Challenge: Rewrite every line of the records below, keeping the wording and its sample coordinates unchanged but multiplying each bounding-box coordinate in the answers by 1.8 and rounding to a whole number, with halves rounded up. Leave the pictures out of your answer.

-- Data provided start --

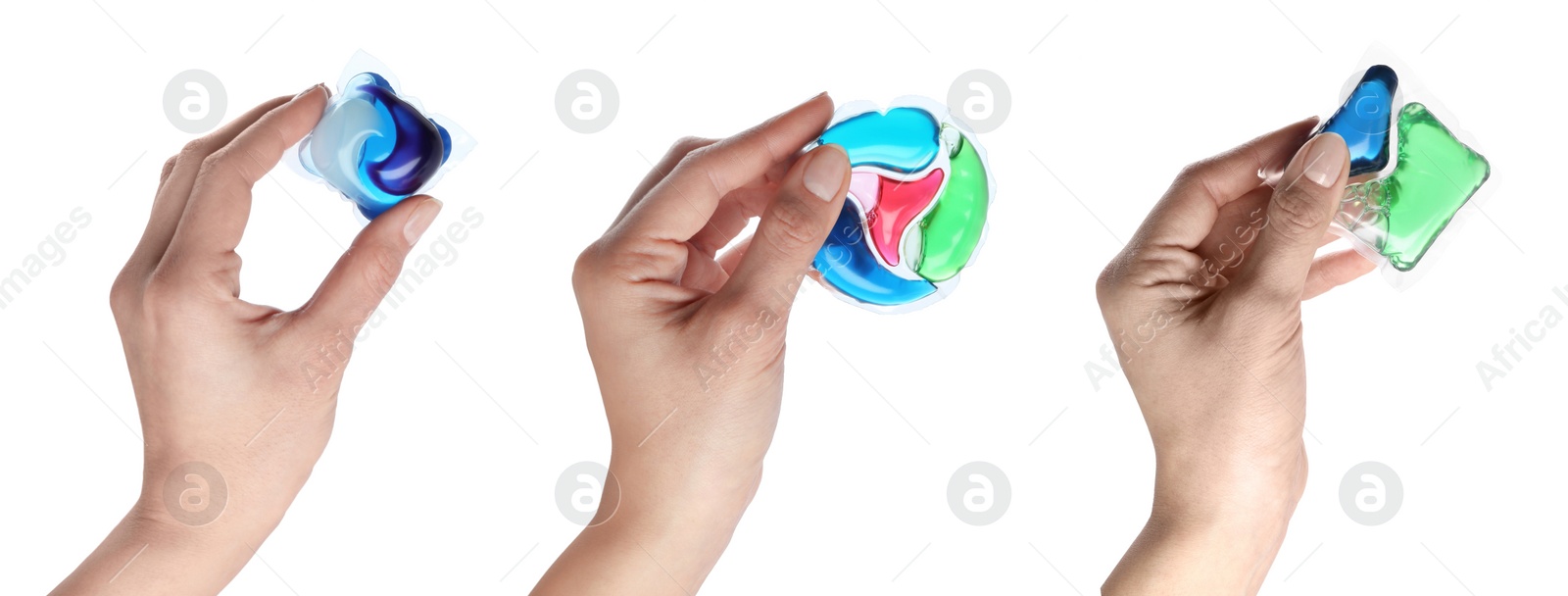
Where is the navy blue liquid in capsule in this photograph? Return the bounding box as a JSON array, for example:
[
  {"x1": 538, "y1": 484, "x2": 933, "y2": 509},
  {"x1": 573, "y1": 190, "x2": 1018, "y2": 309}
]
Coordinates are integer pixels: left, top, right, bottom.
[
  {"x1": 1317, "y1": 65, "x2": 1398, "y2": 175},
  {"x1": 300, "y1": 73, "x2": 452, "y2": 220}
]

-- Data provided end --

Response to the task:
Where is the navy blue liquid in capsule in this photograph? Return the bounding box as a JSON array, for example:
[
  {"x1": 538, "y1": 484, "x2": 933, "y2": 509},
  {"x1": 573, "y1": 190, "x2": 1018, "y2": 309}
]
Coordinates are integer pixels: left, top, right, bottom.
[
  {"x1": 2371, "y1": 117, "x2": 2516, "y2": 315},
  {"x1": 540, "y1": 131, "x2": 814, "y2": 396}
]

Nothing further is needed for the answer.